=== Begin Enclosure ===
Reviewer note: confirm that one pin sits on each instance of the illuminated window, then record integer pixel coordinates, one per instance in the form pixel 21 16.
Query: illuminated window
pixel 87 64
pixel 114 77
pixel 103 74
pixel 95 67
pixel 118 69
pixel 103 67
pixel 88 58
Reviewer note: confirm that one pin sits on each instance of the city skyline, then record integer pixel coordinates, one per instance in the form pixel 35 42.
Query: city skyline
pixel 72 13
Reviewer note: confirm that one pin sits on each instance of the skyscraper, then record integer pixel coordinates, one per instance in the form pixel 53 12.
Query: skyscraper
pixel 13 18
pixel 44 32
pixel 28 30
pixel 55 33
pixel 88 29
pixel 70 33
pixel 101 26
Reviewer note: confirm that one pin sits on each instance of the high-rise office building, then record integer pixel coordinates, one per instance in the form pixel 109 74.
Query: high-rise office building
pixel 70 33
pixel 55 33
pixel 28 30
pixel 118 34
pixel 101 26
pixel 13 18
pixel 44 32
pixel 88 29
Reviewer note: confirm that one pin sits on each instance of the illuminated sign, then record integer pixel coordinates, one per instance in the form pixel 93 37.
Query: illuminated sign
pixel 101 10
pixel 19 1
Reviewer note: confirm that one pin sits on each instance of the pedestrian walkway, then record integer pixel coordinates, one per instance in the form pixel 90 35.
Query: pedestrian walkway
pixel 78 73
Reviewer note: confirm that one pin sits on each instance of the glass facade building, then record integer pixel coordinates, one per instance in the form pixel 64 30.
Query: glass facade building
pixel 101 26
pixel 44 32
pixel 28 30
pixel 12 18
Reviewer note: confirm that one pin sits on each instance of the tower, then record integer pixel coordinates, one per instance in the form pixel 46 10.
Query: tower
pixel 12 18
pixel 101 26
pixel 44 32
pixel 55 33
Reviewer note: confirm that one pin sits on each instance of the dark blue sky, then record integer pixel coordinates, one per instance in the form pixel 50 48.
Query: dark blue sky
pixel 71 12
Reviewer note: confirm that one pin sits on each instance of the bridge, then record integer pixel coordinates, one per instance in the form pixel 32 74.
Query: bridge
=== End Enclosure ===
## Task goal
All lines above from the one containing "Query: illuminated sign" to the one containing "pixel 64 30." must be repeated exactly, both lines included, and no others.

## Result of the task
Query: illuminated sign
pixel 101 10
pixel 19 1
Reviewer note: confirm that one pin sits on each instance of the pedestrian walkway, then record integer pixel coordinates, one per instance in the form pixel 90 35.
Query: pedestrian walkway
pixel 78 73
Reviewer note: confirm that one pin sits on each instance of the glass facade building, then record integer pixel coordinates, one per instance in the form pixel 64 30.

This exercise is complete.